Work to be completed: In the excerpt on Oak's lessons, why do critics think the coming year gives Oak's approach a big opportunity to spread across schools? Answer in one to three sentences.

Selected excerpt:
****************
Pedagogy and influence

Minister for school standards Nick Gibb sees things differently, as you might expect. 

“Oak is developing a series of video lessons, to help schools that need additional support to provide consistent, high-quality remote education in the next academic year in the event of a local lockdown or pupils needing to self-isolate,” he says. 

“Oak’s plans are a welcome addition to the many offers of support being made available across the schools sector to ensure all children will have access to a broad and balanced curriculum from September.”

It should be made clear that schools won’t be forced to use Oak’s curriculum map or lessons and can simply decide which elements are useful for them (Thomas says Oak is offering “the building blocks of a curriculum”). Or schools can ignore it completely. 

However, critics counter that the prospect of likely continued disruption and mass pupil (or teacher) absences in the coming year presents a big opportunity for Oak’s approach to be spread across schools - especially if schools perceive it as a government-approved curriculum, as they look ahead to inspections.
****************
Source material:
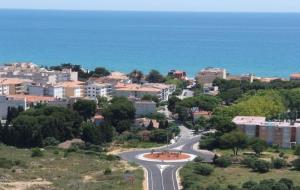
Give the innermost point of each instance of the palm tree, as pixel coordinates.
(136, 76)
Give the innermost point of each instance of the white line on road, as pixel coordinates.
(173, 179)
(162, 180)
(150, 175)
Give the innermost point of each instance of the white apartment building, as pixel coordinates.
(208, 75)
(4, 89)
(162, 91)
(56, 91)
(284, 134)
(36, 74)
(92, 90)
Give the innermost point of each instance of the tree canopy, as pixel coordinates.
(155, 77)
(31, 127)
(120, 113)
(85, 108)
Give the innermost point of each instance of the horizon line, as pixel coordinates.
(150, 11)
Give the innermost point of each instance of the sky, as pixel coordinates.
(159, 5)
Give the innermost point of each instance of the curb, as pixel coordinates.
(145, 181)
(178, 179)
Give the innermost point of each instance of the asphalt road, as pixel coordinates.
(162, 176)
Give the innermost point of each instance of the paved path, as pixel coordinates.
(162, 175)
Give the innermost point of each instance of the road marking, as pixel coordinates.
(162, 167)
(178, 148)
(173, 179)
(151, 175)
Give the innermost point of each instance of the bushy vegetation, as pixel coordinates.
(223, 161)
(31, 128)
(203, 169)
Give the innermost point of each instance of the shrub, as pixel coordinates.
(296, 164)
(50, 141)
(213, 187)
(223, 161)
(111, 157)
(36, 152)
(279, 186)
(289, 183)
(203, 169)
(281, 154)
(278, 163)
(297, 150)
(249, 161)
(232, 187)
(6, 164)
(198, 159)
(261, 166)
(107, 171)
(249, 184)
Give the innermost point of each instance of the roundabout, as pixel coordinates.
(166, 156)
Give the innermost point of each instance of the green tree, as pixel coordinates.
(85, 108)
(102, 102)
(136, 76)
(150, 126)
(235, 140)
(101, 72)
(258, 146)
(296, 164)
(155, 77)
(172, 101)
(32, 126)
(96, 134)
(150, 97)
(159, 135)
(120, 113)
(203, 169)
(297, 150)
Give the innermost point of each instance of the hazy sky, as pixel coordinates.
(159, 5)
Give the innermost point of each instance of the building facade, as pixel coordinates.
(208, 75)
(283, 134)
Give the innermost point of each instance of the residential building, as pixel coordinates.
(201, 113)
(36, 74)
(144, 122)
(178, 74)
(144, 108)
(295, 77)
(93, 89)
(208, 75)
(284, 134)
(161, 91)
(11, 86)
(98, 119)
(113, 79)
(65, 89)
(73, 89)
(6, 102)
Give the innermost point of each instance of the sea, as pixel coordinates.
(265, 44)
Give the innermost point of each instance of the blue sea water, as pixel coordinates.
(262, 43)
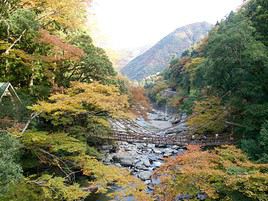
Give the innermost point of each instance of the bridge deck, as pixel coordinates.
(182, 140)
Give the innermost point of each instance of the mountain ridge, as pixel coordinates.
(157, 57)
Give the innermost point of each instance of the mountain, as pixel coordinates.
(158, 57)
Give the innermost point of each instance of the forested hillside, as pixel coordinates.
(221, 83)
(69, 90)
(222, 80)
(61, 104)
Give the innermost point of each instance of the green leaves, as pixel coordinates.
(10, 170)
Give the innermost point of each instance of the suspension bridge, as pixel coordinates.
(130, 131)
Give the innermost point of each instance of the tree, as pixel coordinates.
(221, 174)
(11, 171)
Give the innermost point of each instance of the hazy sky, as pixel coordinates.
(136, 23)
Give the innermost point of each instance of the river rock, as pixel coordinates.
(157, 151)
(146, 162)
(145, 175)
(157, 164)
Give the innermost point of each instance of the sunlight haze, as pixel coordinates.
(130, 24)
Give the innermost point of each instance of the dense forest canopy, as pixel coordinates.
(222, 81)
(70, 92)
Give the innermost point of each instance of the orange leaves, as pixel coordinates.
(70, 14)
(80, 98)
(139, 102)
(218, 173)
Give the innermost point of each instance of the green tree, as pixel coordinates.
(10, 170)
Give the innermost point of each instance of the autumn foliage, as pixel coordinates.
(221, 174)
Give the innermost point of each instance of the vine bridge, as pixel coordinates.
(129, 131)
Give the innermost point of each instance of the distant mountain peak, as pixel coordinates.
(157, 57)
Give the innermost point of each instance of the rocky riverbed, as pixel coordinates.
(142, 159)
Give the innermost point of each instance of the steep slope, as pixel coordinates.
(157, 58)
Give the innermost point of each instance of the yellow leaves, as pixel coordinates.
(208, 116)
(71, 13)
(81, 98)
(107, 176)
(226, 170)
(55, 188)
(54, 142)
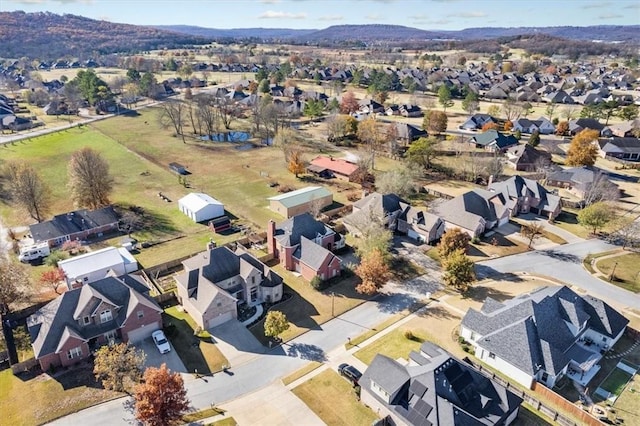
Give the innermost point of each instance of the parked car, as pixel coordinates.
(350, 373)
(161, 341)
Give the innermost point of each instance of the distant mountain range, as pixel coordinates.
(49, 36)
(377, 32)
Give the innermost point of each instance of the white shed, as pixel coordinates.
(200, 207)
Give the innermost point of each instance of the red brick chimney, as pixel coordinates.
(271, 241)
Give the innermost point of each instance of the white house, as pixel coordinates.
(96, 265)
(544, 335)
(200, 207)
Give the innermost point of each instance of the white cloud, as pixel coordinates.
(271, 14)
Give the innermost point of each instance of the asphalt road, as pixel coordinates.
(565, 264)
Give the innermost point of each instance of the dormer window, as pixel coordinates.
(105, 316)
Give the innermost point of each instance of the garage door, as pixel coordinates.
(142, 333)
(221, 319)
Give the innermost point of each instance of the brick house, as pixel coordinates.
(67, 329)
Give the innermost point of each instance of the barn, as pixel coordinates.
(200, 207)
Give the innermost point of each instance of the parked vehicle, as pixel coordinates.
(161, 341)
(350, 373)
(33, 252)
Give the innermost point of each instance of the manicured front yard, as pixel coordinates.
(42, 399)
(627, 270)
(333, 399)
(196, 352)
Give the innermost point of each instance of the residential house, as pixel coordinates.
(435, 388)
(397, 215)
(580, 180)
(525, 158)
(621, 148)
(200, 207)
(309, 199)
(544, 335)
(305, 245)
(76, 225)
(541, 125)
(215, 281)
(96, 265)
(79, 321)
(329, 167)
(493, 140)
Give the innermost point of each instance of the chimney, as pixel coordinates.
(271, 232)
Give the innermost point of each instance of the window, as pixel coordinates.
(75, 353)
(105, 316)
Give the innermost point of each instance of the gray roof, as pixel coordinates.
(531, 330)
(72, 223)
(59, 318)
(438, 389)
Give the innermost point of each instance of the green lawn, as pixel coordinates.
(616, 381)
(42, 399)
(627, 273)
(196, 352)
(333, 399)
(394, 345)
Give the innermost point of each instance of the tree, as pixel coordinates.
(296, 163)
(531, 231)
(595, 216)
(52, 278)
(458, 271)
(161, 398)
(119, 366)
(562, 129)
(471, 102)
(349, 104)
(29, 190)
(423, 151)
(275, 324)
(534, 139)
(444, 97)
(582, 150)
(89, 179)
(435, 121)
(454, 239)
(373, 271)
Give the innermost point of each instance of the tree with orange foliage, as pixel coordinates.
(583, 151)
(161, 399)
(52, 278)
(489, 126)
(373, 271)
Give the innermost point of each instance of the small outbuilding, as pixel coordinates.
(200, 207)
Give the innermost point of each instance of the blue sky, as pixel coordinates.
****************
Solution to this task: Critics point to the likely continued disruption and mass pupil or teacher absences in the coming year. They say the spread is especially likely if schools perceive Oak's material as a government-approved curriculum as they look ahead to inspections.